### DO THIS
List each line in the items below that contains the word "side". Case counts, so copy only lines where it matches exactly in capitals and lowercase.

+++

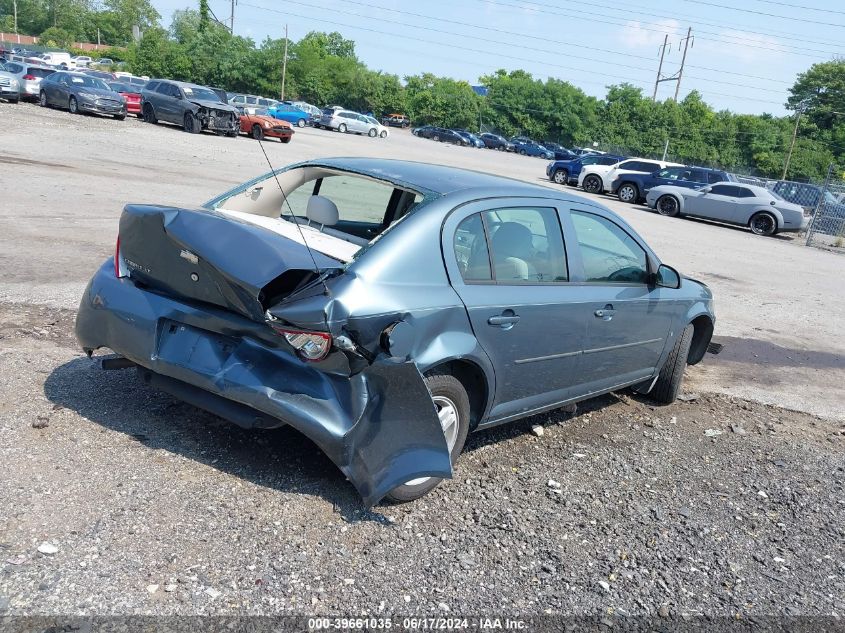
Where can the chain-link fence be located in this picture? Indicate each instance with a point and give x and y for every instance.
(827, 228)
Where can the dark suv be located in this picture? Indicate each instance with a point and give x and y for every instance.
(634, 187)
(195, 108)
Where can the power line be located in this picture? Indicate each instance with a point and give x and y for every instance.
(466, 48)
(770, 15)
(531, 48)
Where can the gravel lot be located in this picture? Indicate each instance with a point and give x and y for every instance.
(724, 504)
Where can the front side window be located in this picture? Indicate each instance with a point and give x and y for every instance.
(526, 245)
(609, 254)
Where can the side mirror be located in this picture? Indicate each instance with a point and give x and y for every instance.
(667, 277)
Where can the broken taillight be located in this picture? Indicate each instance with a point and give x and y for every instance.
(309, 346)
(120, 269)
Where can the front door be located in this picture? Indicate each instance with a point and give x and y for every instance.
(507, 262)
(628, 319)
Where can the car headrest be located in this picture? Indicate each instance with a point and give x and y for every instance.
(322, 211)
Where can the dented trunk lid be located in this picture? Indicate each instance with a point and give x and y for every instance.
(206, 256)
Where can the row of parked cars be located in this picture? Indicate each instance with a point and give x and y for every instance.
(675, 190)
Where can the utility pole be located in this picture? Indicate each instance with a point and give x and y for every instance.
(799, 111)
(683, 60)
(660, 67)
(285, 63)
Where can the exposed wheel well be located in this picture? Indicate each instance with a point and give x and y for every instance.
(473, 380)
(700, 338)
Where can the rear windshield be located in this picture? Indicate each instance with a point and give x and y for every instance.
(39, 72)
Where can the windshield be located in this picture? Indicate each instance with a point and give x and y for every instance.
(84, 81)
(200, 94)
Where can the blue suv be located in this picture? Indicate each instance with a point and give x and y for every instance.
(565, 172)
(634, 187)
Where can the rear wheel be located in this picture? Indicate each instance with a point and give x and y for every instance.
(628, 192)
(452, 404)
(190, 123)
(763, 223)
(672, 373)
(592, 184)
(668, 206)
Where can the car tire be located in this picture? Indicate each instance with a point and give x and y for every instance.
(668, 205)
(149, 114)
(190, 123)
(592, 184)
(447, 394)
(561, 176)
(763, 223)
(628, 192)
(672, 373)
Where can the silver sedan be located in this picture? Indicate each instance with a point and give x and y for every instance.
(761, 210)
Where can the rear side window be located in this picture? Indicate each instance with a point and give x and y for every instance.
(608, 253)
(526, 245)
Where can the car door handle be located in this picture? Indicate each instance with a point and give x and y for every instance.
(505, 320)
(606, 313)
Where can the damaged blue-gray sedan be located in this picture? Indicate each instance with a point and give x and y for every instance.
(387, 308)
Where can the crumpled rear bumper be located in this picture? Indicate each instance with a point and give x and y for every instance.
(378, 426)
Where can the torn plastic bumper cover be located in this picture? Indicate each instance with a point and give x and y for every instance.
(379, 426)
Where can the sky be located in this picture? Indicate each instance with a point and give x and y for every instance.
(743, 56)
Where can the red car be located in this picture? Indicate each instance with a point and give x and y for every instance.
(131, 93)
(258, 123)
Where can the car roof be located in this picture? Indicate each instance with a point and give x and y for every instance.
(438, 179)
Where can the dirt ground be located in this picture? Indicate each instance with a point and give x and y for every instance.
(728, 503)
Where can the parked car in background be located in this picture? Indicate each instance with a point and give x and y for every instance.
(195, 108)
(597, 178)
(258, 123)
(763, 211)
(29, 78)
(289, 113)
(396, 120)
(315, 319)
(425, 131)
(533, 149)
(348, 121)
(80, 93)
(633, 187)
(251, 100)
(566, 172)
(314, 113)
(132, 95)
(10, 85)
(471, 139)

+++

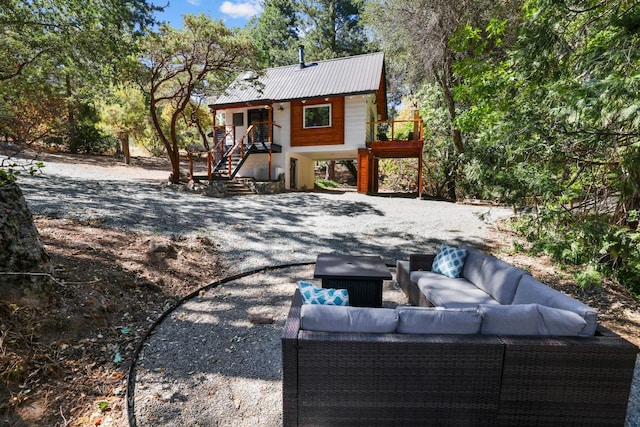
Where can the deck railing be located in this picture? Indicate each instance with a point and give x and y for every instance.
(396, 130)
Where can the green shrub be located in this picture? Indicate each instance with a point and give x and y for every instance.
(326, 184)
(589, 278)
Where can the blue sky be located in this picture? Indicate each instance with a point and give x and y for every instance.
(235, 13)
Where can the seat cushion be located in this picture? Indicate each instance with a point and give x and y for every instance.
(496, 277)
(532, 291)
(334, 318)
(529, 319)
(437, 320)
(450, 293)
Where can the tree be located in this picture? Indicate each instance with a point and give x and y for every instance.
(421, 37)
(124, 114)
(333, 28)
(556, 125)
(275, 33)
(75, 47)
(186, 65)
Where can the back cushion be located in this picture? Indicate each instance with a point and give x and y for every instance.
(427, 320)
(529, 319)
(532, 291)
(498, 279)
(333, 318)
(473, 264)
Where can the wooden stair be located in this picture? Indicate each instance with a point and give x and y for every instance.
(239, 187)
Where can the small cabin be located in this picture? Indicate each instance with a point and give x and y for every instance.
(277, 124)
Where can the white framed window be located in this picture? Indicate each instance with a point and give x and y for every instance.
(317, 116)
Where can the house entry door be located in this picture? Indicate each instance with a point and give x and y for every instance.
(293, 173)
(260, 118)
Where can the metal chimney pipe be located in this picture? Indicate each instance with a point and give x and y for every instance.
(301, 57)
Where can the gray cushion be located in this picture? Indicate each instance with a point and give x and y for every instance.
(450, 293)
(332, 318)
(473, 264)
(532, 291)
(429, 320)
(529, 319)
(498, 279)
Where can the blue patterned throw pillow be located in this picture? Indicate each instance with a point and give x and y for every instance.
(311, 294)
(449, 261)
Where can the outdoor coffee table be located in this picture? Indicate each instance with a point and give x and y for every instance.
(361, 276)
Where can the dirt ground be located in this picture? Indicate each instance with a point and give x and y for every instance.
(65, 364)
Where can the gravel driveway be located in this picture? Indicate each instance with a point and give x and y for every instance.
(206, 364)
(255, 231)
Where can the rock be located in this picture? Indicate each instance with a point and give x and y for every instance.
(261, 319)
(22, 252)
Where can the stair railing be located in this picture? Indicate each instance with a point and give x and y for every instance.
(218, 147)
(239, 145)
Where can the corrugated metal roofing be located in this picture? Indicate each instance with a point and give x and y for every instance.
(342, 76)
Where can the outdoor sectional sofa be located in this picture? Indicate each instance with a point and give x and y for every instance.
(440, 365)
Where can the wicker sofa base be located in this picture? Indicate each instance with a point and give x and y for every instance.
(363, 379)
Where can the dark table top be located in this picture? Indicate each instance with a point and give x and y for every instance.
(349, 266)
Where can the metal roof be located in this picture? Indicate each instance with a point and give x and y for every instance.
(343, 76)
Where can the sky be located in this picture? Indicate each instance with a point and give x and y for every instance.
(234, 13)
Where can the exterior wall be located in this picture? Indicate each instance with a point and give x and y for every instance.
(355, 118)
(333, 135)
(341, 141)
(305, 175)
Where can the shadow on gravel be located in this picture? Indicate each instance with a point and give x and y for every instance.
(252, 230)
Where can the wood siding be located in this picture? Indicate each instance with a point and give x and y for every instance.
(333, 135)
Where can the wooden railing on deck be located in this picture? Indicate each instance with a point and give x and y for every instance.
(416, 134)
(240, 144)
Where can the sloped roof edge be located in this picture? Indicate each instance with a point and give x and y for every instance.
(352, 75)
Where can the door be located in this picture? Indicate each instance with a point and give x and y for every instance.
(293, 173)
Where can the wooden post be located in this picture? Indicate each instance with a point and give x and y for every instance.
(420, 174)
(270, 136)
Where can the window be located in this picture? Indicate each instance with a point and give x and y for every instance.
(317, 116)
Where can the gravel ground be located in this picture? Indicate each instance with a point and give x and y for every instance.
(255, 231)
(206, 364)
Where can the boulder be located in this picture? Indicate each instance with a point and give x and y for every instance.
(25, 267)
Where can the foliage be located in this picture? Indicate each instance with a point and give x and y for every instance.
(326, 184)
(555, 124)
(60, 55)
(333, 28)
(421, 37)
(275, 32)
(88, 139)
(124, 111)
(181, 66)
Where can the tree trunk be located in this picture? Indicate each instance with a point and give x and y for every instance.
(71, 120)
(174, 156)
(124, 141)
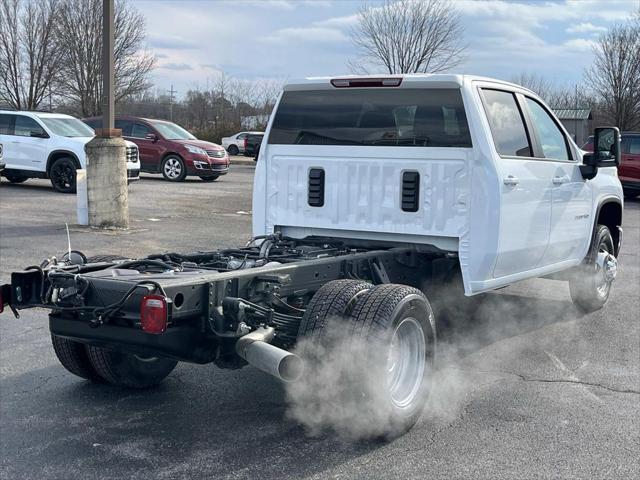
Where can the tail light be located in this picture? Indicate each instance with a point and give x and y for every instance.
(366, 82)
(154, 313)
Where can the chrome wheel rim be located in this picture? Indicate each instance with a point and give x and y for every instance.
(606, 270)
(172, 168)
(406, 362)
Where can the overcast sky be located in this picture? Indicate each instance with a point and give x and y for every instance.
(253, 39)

+++

### SOLVED EXERCISE
Where can the front side window be located in this picture? Indicate each instance with a point and give x and y for every instance.
Where can the side mirror be located in this picture? Indicate each instance with a point and give x and y for every instance.
Where can the rear side window be located in this picture? Indicate each instance with a point and give x and y for every instance.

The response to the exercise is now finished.